── TEXT
Undead (but otherwise non-magical) Warlord trying to complete a conquest that death prevented him completing centuries ago.
He doesn't want to ruin anything or kill everyone, he's just extremely ambitious and feels that death shouldn't be the ultimate end of those ambitions.

A rakish rogue who wants to steal the secret of immortality from demon lords & ladies, and share it with his fellow man. To gain favor with their Court of Excess, he commits high-profile robberies of churches; be it their silver candlesticks, or the ornate extravagant coffin made for a recently deceased King. He's willing to kill to make it happen, but only when subtle options are exhausted.
He's the villian because if he somehow succeeds, he will bring a terrible curse upon the world of man by giving them the tainted gift of life. He does not beleive that a demon's immortality differs from a god's, and he is irrevocably wrong.

evil short man who wants revenge on everything

Evil non-magical man who wants to see the world burn.

Evil magical man who does horrible things because he desperately wants to save the world from a worse fate only he can see coming.

Will he tell you once with his last breath?

Evil magical woman grew up a child soldier and grew close to one of her brothers-in-arms, until a bandit raid left her at death's door and he was ordered by their commander to leave her behind. He did, extremely reluctantly, but that doesn't matter. The betrayal hurts worse than any scar left behind by arrows.
────
[GOAL 1]:
Translate this sentence from the villain descriptions into Spanish: "The betrayal hurts worse than any scar left behind by arrows."
── DATASET RECORDS
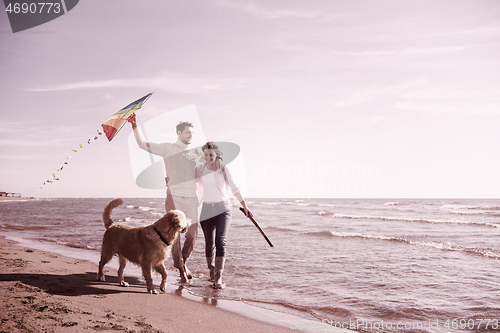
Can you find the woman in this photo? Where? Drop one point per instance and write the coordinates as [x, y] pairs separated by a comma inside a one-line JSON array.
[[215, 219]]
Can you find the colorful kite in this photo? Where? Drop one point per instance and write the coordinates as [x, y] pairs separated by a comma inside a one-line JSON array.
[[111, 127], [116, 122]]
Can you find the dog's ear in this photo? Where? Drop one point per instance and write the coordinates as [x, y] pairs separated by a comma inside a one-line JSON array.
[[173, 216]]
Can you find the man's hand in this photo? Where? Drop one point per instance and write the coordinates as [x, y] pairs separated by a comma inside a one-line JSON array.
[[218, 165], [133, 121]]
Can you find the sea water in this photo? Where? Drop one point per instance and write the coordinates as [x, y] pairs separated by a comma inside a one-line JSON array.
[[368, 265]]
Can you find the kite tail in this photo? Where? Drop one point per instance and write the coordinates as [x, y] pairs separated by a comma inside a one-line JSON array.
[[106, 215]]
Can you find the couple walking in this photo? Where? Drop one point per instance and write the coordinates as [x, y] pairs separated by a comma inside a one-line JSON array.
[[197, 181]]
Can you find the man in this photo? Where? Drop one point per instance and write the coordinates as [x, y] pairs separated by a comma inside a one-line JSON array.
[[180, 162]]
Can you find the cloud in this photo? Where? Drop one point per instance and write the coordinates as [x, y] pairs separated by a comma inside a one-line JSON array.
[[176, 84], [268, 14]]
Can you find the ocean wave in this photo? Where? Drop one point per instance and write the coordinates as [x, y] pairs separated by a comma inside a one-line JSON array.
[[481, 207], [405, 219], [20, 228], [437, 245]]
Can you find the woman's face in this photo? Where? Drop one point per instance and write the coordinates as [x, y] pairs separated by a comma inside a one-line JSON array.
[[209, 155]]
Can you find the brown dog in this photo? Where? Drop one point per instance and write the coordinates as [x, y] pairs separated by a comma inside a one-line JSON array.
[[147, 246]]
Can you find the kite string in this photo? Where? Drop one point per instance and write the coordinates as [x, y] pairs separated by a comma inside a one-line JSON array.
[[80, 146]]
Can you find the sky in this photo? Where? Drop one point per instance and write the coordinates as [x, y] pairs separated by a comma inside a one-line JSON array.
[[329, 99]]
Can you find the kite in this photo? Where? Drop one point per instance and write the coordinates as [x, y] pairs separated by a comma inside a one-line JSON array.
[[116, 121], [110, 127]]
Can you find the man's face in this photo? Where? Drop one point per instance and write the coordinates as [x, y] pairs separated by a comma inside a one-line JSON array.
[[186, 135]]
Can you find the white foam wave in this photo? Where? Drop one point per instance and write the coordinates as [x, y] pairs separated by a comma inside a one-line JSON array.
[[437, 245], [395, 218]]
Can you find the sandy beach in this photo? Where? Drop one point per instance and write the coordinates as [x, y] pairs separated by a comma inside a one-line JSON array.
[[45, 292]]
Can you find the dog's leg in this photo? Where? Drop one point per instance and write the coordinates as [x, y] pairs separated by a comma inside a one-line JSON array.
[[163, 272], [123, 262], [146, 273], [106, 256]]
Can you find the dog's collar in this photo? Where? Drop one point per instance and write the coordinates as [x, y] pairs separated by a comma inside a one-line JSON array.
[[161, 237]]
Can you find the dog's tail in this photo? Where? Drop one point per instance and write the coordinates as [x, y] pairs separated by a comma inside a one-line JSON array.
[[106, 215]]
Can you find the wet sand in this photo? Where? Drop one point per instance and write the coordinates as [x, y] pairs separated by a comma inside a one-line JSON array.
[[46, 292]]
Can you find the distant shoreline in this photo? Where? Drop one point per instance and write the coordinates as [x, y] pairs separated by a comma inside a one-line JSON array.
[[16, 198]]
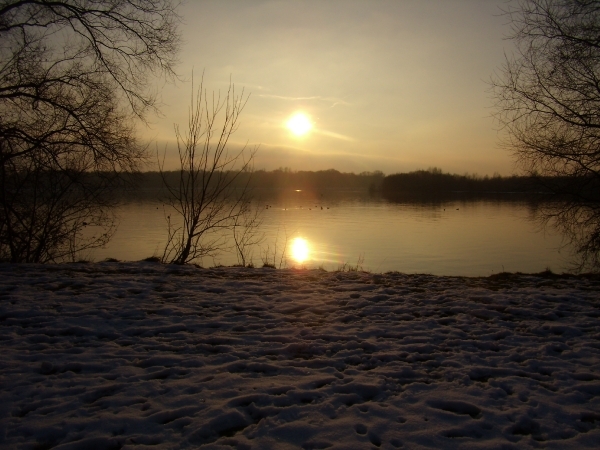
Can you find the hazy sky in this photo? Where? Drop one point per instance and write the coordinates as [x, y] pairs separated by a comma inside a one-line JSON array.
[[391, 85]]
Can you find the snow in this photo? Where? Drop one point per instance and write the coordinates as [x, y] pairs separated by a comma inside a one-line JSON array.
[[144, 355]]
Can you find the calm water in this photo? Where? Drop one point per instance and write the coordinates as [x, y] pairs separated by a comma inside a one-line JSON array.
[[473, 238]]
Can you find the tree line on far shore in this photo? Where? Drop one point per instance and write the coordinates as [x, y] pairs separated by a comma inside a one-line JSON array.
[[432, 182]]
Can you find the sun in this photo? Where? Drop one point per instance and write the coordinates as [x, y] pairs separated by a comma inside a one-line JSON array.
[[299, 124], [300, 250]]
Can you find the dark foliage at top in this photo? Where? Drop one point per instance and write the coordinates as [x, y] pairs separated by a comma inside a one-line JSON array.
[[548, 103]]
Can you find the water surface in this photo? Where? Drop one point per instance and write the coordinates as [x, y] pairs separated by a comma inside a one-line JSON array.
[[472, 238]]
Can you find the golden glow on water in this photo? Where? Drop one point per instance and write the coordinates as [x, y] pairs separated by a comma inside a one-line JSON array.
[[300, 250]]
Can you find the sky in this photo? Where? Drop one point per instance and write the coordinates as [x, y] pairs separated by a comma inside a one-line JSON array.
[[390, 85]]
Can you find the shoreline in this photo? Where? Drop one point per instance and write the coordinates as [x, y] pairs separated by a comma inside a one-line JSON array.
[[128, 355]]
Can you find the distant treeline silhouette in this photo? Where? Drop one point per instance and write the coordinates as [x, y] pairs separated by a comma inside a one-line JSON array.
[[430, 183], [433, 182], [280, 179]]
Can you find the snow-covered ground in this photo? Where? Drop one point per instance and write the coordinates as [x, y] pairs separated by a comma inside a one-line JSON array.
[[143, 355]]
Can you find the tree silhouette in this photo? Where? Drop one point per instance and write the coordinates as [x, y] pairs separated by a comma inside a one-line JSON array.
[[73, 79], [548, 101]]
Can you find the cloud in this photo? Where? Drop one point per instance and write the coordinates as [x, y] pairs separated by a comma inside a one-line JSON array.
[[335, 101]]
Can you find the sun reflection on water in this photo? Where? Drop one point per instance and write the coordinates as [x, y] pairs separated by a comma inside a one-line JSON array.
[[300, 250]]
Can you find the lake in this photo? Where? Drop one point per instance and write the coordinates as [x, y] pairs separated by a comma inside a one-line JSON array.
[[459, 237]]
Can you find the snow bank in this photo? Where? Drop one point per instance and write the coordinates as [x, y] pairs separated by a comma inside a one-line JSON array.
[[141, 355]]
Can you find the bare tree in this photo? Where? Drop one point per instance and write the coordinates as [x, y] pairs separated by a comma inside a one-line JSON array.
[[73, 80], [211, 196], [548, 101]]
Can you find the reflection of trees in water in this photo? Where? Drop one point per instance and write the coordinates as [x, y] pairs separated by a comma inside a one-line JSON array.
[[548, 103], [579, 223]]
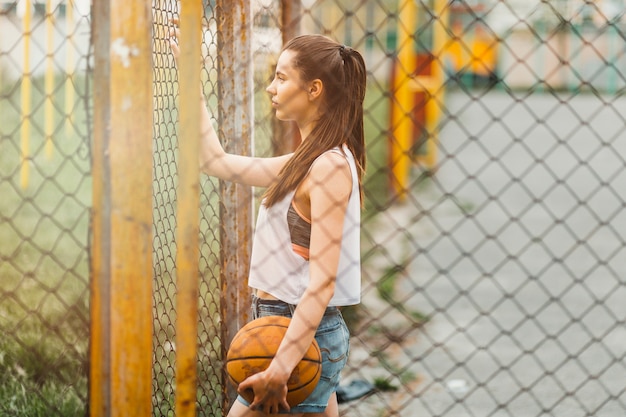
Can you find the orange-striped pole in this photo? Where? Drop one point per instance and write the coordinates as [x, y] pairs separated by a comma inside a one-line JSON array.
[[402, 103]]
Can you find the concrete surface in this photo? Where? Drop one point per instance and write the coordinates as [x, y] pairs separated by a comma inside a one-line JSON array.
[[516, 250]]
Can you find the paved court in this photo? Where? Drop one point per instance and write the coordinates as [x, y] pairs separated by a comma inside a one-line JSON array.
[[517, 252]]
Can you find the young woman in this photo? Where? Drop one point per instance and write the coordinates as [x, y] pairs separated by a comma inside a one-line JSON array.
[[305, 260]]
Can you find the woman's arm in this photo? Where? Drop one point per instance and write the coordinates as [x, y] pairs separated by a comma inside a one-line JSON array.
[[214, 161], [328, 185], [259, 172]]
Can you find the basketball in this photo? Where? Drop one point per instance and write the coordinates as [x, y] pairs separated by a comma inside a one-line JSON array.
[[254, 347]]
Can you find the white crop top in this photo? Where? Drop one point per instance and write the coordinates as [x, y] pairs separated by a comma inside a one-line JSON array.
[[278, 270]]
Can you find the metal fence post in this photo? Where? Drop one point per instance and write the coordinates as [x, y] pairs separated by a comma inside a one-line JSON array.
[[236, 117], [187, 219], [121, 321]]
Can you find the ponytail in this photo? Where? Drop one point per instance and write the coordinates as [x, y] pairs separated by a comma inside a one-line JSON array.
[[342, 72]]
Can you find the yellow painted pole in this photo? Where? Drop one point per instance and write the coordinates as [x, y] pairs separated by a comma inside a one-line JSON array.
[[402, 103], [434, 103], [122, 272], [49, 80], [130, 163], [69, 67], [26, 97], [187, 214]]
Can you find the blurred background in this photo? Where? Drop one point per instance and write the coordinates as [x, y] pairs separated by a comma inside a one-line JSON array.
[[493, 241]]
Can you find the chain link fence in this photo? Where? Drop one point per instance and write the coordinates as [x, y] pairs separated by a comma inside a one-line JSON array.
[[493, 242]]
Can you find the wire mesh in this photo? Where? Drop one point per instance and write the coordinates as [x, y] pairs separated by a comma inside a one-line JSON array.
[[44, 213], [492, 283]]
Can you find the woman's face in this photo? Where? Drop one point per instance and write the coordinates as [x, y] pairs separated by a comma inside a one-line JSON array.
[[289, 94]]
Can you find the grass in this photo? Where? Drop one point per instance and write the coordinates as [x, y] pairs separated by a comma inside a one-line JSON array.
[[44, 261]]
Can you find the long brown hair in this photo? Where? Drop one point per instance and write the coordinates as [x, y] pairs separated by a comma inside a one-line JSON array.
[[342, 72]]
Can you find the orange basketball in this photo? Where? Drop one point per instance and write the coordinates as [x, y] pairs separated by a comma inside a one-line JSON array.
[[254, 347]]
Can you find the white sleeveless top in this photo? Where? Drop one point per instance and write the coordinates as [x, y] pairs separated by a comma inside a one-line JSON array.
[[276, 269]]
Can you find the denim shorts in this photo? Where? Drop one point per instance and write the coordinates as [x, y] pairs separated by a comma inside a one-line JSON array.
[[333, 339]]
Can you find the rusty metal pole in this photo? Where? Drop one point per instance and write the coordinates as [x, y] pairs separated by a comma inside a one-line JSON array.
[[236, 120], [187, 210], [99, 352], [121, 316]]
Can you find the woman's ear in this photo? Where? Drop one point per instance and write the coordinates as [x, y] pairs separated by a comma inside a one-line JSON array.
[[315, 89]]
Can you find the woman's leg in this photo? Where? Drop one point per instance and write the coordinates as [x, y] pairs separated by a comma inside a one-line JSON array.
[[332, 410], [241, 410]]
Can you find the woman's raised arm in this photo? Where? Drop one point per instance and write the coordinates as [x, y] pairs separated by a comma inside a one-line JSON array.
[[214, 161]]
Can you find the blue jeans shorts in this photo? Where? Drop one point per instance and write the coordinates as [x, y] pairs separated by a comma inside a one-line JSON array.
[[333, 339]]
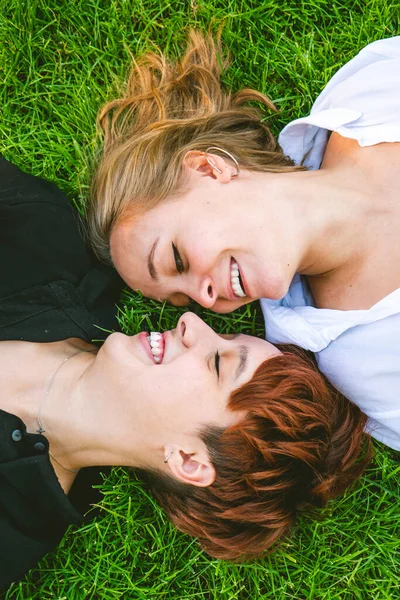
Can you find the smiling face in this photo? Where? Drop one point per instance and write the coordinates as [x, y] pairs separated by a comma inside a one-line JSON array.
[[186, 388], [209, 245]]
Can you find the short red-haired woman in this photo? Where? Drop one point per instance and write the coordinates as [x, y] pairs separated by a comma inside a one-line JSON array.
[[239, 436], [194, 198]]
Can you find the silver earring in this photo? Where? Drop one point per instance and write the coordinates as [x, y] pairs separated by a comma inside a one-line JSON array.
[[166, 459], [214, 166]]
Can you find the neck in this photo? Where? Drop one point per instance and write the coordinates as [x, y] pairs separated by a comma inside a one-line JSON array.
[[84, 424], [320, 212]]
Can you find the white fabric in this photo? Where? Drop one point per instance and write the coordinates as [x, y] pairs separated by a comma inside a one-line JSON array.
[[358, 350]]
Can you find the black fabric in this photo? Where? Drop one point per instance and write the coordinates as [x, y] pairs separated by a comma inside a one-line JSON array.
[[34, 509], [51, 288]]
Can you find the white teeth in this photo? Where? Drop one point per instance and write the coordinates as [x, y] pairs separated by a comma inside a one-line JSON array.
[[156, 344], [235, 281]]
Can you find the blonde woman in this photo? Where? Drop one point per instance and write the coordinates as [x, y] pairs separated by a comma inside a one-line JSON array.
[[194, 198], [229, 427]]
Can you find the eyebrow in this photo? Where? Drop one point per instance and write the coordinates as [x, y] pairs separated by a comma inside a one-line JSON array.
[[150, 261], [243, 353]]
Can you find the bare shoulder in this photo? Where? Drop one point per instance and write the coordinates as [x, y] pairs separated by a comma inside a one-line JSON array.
────
[GOAL 2]:
Copy the lines of the listing from the line with "Can you find the colorful" up to and including the line with "[[173, 216]]".

[ANSWER 1]:
La traición duele más que cualquier cicatriz dejada por las flechas.

[ANSWER 2]:
Can you find the colorful kite in this photo? Where? Drop one point per instance and write the coordinates as [x, y] pairs separated by a comma inside a one-line JSON array.
[[111, 127], [116, 122]]
Can you find the dog's ear in this photo? Where? Drop one point per instance and write the coordinates as [x, y] pairs separated by a comma inside a one-line JSON array.
[[173, 216]]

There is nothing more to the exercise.